>> BEGIN Supplied passage
Ursa Major Technologies, Inc.
- Type: Private
- Industry: Aerospace
- Founded: 2015; 11 years ago
- Founder: Joe Laurienti
- Headquarters: Berthoud, Colorado, US
- Number of employees: 270 (2023)
- Website: ursamajor.com

= Ursa Major Technologies =

Aerospace manufacturer in Colorado, US

Ursa Major Technologies is an American aerospace company founded in 2015 and based in Berthoud, Colorado. The company produces rocket engines for customers in the space launch and hypersonics industries, and the US Federal Government.

The company makes a 5,000-pound thrust liquid oxygen and kerosene Hadley engine, named after a character in Ray Bradbury's The Veldt.
It also develops the Ripley engine, with 50000 lbs of thrust, aimed at the medium-launch market.

Its commercial customers include C6 Launch Systems, a Canadian small satellite launcher, and American launch startup Phantom Space. It also works with Generation Orbit Launch Services and with Stratolaunch, supplying Hadley as the rocket engine for the latter.

== History ==
In 2017, Ursa Major raised US$8 million with participation from the Space Angels Network.

In December 2021 the company closed its largest funding round to date: an US$85 million Series C led by funds and accounts managed by BlackRock.

In April 2023 the company had about 270 employees. The company announced that it would supply the upper stage engine for Astra Space’s in-development Rocket 4.
>> END Supplied passage
Given exercise A: Put the part of the records that starts with the line containing "Where can the flowering" and runs through the end of the records into a numbered list. Include both ends and leave out blank lines.
>> BEGIN Data excerpts
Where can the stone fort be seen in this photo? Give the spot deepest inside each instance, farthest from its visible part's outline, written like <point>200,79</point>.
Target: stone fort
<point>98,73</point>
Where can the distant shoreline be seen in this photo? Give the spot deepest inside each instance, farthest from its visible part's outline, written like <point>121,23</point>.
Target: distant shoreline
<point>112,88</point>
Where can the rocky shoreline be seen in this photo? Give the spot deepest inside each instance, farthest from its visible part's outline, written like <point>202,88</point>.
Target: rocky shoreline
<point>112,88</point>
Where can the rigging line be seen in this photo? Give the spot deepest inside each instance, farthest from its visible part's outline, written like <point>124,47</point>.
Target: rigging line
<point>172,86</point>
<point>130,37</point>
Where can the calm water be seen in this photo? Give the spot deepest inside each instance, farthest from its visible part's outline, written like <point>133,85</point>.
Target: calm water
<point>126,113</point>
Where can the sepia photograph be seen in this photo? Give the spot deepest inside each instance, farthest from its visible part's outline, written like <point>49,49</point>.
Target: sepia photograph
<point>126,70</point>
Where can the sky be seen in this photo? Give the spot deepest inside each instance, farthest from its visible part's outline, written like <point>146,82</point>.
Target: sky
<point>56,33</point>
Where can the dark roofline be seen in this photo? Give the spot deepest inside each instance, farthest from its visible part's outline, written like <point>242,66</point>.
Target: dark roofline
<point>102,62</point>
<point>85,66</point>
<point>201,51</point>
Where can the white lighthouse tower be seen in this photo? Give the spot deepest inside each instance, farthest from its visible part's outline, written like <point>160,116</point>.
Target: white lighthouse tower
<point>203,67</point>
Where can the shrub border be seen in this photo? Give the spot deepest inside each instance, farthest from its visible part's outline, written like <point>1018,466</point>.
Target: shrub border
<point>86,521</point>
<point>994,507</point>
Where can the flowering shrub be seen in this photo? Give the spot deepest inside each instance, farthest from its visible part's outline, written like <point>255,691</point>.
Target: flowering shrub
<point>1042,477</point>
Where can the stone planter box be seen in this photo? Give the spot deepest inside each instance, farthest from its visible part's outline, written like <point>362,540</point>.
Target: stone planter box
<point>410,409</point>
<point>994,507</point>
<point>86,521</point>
>> END Data excerpts
Given exercise B: According to the Ursa Major Technologies article, who is the Hadley engine named after?

Full output A:
1. Where can the flowering shrub be seen in this photo? Give the spot deepest inside each instance, farthest from its visible part's outline, written like <point>255,691</point>.
2. Target: flowering shrub
3. <point>1042,477</point>
4. Where can the stone planter box be seen in this photo? Give the spot deepest inside each instance, farthest from its visible part's outline, written like <point>362,540</point>.
5. Target: stone planter box
6. <point>410,409</point>
7. <point>994,507</point>
8. <point>86,521</point>

Full output B: A character in Ray Bradbury's The Veldt.